* **PASSAGE PROVIDED**
^^^^

I was thinking about Versailles for no reason in particular while reading about the 15,000-square-foot residence of the wealthiest U.S. senator, Kelly Loeffler, and her husband Jeff Sprecher in Atlanta’s posh Buckhead district.
As you may have heard, Loeffler is currently being forced to participate in a democracy in order to defend her patronage seat in the Senate. Democratic candidate Dr. Raphael Warnock is challenging her, and their race is headed for a runoff Jan. 5.
One darkly humorous attack line from the Loeffler campaign is that Warnock, a pastor who grew up in public housing, is out of touch with the concerns of common people.
“We need someone who understands not just how to write paychecks and sign paychecks but how it feels like waiting on that paycheck,” a Georgia GOP apparatchik said in a late-November campaign ad for Loeffler.
Loeffler’s husband Sprecher made his fortune running a marketplace for power companies to buy and sell energy — the same niche as Enron, incidentally — capitalizing on a market that only existed thanks to massive deregulation of utilities in the '70s, '80s, and '90s.

^^^^

Please pick up the column on Kelly Loeffler's Senate race after its last sentence and continue it.

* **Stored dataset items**
^^^^

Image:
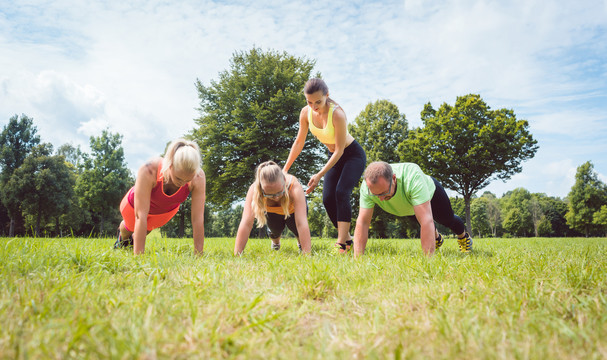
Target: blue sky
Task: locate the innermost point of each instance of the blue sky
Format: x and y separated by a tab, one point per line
130	66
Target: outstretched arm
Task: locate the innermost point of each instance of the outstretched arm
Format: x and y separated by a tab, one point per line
246	224
361	232
300	140
423	213
198	186
146	179
301	217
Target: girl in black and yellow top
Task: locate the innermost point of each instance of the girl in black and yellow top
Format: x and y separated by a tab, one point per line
347	159
276	200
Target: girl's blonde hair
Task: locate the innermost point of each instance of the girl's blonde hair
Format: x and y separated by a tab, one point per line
317	84
183	155
268	172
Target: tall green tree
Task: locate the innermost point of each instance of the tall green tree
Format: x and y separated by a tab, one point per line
380	128
251	115
43	185
586	197
468	145
105	178
17	139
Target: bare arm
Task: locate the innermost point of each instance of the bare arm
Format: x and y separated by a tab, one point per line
339	124
423	213
300	140
301	217
146	179
246	224
361	232
198	186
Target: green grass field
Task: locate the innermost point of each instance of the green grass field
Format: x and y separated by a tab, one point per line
510	299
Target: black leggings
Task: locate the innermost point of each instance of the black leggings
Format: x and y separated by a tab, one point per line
276	223
341	180
442	212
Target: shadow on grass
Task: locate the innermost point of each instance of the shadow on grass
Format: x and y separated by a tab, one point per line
394	247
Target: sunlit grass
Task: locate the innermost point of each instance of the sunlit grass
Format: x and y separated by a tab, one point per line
515	298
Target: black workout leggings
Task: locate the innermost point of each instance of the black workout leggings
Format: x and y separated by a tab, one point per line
443	212
341	180
276	223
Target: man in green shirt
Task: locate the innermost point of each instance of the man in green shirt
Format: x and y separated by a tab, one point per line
404	190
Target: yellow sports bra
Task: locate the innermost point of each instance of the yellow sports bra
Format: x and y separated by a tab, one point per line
325	135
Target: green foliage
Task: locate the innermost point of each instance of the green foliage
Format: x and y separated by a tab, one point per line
600	218
518	298
42	187
586	197
17	139
105	179
72	155
467	145
481	226
251	115
518	220
380	128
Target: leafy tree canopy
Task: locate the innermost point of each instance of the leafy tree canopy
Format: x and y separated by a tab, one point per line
251	115
586	197
467	145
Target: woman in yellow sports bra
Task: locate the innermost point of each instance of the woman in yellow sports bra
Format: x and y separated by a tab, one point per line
347	159
276	200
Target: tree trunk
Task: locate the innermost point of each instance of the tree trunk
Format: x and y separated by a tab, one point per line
181	232
37	229
468	219
57	230
101	226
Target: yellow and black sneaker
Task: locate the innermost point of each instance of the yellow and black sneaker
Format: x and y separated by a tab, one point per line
439	241
465	243
119	244
344	248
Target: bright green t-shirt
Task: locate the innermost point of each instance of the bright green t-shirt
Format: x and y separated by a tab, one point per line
413	187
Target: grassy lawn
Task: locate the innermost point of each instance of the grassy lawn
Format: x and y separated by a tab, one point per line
510	299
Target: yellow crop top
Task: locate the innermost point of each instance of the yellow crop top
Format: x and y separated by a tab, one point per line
325	135
278	209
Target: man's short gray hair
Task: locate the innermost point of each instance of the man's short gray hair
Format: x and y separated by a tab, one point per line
378	169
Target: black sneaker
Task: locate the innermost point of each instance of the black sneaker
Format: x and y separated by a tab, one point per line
439	241
120	244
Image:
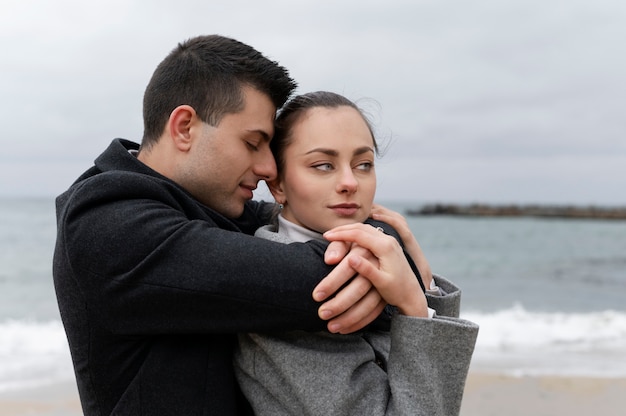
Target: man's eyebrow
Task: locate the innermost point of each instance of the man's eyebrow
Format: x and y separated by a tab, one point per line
264	135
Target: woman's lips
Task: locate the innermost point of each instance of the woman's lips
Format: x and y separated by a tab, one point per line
345	210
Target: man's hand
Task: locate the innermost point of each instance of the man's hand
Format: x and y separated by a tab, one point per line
355	305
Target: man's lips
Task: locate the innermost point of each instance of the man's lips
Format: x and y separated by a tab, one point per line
345	210
248	189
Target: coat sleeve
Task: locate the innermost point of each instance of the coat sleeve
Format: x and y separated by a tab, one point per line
449	303
419	370
146	259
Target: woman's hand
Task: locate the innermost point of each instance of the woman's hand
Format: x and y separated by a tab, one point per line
389	272
398	222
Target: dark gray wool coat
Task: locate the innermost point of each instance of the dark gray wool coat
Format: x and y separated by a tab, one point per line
153	286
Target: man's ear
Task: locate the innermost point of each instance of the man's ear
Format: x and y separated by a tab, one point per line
275	187
179	125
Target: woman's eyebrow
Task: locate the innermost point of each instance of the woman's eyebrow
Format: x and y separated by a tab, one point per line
329	152
332	152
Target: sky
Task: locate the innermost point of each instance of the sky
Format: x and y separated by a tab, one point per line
518	101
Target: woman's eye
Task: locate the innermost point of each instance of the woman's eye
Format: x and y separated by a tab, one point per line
365	166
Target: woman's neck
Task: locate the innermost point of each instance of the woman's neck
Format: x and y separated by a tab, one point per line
296	232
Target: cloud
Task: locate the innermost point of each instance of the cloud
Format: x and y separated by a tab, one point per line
516	85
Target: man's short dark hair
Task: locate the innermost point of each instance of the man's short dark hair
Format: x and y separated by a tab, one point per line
208	73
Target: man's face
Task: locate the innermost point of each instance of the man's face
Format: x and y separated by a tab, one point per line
226	162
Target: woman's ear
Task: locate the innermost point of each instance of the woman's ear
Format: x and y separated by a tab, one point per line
275	187
179	125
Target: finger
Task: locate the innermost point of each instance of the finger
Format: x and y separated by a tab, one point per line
336	251
365	236
360	315
347	297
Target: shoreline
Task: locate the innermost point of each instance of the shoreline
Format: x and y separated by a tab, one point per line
513	210
485	394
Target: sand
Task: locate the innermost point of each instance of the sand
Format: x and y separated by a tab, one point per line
485	395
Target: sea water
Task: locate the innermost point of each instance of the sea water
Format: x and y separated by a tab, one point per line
549	295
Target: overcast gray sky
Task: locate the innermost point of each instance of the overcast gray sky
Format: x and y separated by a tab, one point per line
496	101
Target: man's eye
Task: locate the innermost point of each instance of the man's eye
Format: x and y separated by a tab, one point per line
323	166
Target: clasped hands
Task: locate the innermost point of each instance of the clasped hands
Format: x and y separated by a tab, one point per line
375	272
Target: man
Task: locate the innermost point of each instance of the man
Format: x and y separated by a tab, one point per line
155	269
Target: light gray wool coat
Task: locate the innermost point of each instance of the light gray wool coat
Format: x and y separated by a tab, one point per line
418	368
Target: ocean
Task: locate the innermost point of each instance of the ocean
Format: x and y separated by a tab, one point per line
549	294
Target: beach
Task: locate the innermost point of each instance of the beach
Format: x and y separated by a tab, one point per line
549	296
485	395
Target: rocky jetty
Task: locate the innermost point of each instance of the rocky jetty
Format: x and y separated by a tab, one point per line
549	211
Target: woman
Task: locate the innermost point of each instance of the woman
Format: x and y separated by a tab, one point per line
325	150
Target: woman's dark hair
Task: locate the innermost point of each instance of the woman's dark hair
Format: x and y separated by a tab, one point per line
296	108
208	73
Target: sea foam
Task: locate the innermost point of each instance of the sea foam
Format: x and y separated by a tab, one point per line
519	341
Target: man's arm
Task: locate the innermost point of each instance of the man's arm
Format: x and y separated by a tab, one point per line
149	261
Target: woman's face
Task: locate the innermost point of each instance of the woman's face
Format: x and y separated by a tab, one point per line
328	177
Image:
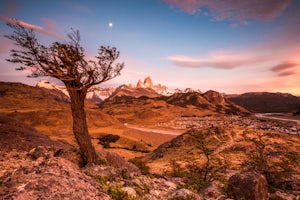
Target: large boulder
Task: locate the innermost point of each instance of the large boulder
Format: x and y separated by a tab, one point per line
248	185
39	175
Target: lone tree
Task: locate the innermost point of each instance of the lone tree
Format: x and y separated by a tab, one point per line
66	62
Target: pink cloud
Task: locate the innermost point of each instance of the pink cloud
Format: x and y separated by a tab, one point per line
5	45
48	28
238	10
220	60
284	66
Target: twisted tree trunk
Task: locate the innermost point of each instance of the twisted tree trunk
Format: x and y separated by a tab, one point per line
80	129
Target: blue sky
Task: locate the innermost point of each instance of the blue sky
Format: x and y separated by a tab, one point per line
234	46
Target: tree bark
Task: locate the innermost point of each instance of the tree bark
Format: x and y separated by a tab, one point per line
80	129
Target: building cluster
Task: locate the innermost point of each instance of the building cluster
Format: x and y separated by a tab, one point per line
234	120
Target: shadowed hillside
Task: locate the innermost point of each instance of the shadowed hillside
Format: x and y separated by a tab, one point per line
264	102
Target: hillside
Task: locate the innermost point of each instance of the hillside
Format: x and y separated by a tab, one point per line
265	102
221	146
150	111
39	154
44	109
48	111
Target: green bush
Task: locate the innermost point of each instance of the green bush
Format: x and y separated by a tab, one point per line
105	140
118	194
141	165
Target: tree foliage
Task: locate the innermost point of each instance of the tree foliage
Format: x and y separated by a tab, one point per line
63	60
66	61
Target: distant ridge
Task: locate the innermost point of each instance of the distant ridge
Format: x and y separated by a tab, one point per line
266	102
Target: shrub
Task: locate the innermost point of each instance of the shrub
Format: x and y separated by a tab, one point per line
141	165
105	140
118	194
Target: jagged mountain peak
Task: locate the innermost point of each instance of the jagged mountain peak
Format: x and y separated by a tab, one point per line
160	89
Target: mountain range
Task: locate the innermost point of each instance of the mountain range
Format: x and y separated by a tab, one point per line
262	102
266	102
97	94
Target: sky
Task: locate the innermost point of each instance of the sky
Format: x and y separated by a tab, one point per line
231	46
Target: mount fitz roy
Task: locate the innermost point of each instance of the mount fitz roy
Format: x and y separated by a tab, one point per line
97	94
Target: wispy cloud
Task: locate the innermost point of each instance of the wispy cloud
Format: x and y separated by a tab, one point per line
237	10
285	68
47	29
220	60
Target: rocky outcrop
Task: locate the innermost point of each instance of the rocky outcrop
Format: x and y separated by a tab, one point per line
248	185
40	175
160	89
265	102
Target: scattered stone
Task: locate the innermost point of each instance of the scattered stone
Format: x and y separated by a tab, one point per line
38	152
54	178
185	194
130	191
248	185
213	190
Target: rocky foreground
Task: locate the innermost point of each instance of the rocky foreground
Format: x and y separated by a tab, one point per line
36	167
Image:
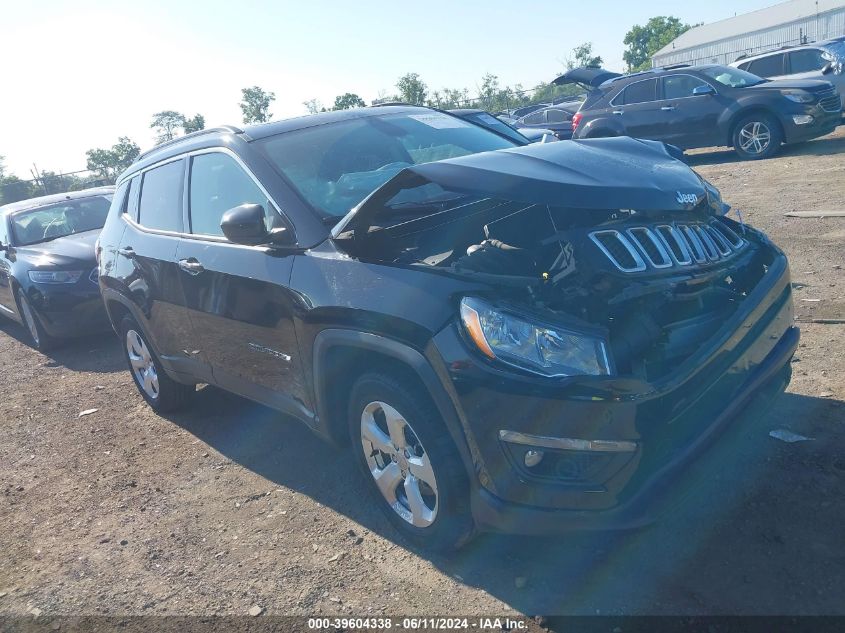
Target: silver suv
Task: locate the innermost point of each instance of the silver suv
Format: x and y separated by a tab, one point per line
820	60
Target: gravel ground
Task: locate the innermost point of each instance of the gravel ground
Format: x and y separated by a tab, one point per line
229	506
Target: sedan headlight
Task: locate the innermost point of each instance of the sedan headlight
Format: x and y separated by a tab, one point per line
798	96
55	276
543	349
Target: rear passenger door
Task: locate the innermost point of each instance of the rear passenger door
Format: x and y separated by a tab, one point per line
691	120
146	262
640	111
237	296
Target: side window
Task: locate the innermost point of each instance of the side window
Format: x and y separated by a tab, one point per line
806	61
534	118
641	92
680	86
160	206
218	183
131	206
557	116
770	66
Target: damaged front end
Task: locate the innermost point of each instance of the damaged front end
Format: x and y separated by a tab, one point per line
602	257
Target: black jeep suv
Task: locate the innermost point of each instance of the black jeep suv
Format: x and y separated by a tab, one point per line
705	106
511	338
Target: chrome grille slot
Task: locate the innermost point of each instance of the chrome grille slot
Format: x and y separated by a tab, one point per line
651	247
696	247
674	240
619	250
722	245
735	240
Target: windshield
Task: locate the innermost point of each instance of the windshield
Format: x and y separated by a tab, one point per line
489	121
732	77
336	166
60	220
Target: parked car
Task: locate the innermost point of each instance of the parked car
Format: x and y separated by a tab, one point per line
515	338
48	269
820	60
704	106
500	126
557	118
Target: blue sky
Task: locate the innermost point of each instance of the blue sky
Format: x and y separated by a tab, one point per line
78	74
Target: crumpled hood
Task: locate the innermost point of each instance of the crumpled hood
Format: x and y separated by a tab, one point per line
64	251
606	173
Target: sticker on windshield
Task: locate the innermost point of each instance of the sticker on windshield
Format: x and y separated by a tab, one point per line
440	121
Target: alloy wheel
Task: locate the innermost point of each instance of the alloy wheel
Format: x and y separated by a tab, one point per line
399	464
141	361
755	137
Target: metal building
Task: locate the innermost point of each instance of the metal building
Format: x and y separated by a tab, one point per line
785	24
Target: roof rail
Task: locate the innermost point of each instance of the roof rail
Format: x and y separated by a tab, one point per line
228	129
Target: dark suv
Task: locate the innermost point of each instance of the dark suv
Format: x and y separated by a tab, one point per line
512	338
705	106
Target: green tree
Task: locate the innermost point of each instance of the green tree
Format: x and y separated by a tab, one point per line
348	100
582	55
313	106
412	89
642	42
194	124
109	163
255	104
165	123
13	189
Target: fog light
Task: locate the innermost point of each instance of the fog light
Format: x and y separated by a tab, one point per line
532	458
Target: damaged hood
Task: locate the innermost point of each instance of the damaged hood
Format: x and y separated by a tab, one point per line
606	173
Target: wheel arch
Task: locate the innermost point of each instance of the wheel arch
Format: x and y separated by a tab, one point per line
338	357
749	110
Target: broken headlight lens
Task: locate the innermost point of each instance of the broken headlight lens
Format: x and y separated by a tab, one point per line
547	350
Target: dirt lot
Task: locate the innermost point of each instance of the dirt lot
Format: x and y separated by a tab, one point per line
229	506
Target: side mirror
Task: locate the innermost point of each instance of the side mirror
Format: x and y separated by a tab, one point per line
246	224
705	89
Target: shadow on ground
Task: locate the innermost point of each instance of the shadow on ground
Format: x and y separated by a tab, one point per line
819	147
756	527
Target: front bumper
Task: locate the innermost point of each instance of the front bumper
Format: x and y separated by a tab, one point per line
68	311
669	422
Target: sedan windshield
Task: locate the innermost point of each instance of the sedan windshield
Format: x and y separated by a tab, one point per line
335	166
60	220
732	77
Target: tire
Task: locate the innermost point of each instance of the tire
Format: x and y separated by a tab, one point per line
431	472
757	136
38	337
161	392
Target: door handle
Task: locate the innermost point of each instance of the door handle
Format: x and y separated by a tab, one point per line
191	266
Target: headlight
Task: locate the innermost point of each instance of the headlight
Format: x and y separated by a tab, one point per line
798	96
55	276
547	350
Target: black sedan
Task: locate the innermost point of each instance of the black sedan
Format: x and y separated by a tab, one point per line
48	267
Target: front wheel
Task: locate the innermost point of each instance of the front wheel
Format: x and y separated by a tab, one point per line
160	391
413	468
757	136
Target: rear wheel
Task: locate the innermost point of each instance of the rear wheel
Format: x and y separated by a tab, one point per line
38	337
160	391
757	136
413	468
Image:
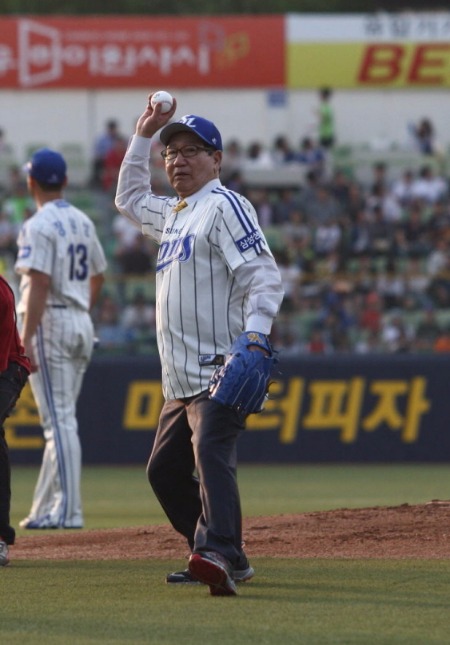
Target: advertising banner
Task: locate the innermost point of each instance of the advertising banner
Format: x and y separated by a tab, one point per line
111	52
380	50
321	409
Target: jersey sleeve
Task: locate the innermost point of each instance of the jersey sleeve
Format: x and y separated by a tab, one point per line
35	249
240	238
134	197
98	258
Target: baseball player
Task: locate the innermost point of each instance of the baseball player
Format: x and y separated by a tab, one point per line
215	279
61	263
14	371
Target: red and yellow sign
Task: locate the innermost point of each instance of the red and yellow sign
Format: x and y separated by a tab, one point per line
113	52
369	51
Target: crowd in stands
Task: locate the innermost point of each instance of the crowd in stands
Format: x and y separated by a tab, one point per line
365	264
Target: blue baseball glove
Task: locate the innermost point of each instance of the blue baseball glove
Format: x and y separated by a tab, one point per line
242	382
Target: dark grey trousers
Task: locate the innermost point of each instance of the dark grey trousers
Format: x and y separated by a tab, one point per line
12	381
192	470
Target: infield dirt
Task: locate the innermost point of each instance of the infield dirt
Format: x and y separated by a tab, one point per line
400	532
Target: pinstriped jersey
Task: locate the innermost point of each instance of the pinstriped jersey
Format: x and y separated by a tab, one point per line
61	241
201	308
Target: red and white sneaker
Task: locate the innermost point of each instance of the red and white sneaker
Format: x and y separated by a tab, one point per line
213	570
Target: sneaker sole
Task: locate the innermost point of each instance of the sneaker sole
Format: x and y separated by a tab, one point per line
213	575
243	576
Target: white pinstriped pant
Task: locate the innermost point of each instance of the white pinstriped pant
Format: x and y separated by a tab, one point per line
63	347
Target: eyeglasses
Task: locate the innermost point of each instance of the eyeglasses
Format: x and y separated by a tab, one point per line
170	154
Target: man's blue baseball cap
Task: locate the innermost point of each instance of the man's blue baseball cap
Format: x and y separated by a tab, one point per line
203	128
47	167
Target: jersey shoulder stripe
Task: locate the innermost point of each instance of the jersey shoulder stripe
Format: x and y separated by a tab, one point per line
253	235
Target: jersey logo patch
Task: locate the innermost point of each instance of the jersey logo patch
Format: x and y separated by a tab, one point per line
248	241
24	252
179	250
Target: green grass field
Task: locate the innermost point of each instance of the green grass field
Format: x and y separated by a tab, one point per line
311	601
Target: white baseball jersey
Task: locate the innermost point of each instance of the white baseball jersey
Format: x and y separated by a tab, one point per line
215	274
61	241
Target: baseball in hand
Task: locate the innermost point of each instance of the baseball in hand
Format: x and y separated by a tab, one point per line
164	98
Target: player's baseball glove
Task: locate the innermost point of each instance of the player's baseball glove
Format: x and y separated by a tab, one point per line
242	382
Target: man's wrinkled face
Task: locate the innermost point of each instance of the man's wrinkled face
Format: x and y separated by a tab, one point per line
188	174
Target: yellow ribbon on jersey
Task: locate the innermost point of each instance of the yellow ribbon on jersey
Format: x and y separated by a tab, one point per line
180	206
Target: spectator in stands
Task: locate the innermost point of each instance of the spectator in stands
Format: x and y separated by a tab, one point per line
379	196
416	233
317	344
111	334
442	342
429	187
390	284
427	331
288	343
424	137
359	241
232	160
139	320
18	205
287	203
138	258
5	147
327	238
282	152
340	188
8	246
439	220
396	337
371	316
111	165
402	188
295	227
102	146
320	205
380	175
312	156
438	261
260	199
257	157
139	314
291	275
326	122
416	279
381	233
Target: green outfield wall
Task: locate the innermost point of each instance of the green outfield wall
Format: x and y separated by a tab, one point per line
321	409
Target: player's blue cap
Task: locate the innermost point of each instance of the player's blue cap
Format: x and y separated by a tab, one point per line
47	167
203	128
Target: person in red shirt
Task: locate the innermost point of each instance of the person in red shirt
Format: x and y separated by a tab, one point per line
14	370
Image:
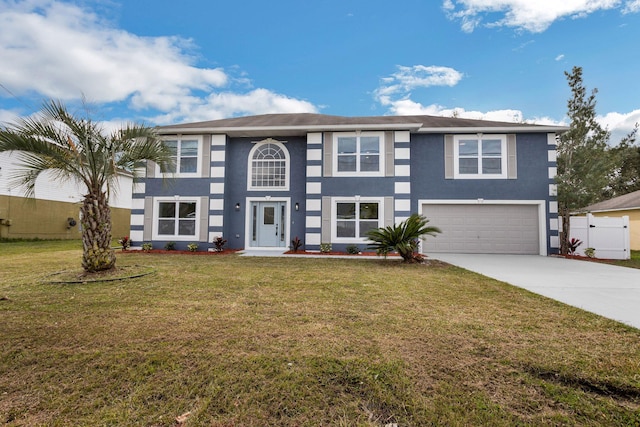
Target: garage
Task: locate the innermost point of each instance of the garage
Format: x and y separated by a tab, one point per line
484	228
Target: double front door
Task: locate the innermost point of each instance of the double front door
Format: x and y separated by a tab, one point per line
268	221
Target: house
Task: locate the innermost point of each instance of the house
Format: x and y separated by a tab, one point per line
54	212
626	205
261	181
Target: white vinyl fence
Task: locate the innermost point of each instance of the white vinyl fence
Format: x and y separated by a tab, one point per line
608	236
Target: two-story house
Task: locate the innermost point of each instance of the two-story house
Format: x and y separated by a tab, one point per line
261	181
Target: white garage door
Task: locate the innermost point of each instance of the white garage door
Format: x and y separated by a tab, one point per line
498	229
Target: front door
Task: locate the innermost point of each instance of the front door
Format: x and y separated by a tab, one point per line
268	224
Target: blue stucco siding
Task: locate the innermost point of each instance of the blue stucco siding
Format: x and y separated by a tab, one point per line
237	155
428	175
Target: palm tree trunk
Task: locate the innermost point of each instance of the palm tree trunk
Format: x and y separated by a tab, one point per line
96	233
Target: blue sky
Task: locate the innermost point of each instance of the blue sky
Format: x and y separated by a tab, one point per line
163	62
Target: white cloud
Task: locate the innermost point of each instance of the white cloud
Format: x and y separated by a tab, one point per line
533	16
401	83
59	50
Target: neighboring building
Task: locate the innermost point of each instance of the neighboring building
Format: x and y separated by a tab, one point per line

^^^^

* **WRITTEN ANSWER**
Loeffler worked for her husband’s company InterContinental Exchange, where she helped market a credit default swap clearinghouse in the Cayman Islands in 2009 so that the world’s biggest banks could dodge U.S. taxes while millions of Americans lost their homes due to the subprime mortgage crisis. She kept working for her husband’s company and its subsidiaries until the governor appointed her to a vacant Senate seat in 2019.
It has been amusing to watch Loeffler cast herself as a down-home woman of the people in this campaign, stumping on front porches in gingham shirts and ball caps. Less humorous has been her turn from a milquetoast Mitt Romney acolyte to an enabler of Donald Trump’s fascistic aspirations, describing herself as “more conservative than Attila the Hun” while rubbing shoulders with QAnon loonies.
Anyway, Loeffler’s mansion has a name, and it’s called Descante. It’s in a neighborhood called — I kid you not — Tuxedo Park.
The home has no historic value except for the bits its builders imported from Europe. The soap opera writers Bridget and Jerome Dobson had it built in 1997 with no apparent nods to local history, the north Georgia natural landscape, or the last century of architectural thought. While no doubt well-constructed, aesthetically it’s a dead-ender’s anachronism with all the subtlety of a Cheesecake Factory.
Here’s a description of the mansion in a 2013 Atlanta magazine puff piece about Loeffler and Sprecher:
Modeled in the style of an old European estate, Descante (as it’s called) is a stucco, steel, and limestone structure that boasts Versailles parquet in the dining room, a library with a secret passage to the living room, and a nineteenth-century pool house from France.
Versailles parquet!
I am hungry for interior photos; online real estate listings give me only scraps. Per the Daily Beast, the home “features lush, spacious grounds, a garage portico imported from Spain, several Renaissance-era European frescoes, and no fewer than nine antique fireplaces.”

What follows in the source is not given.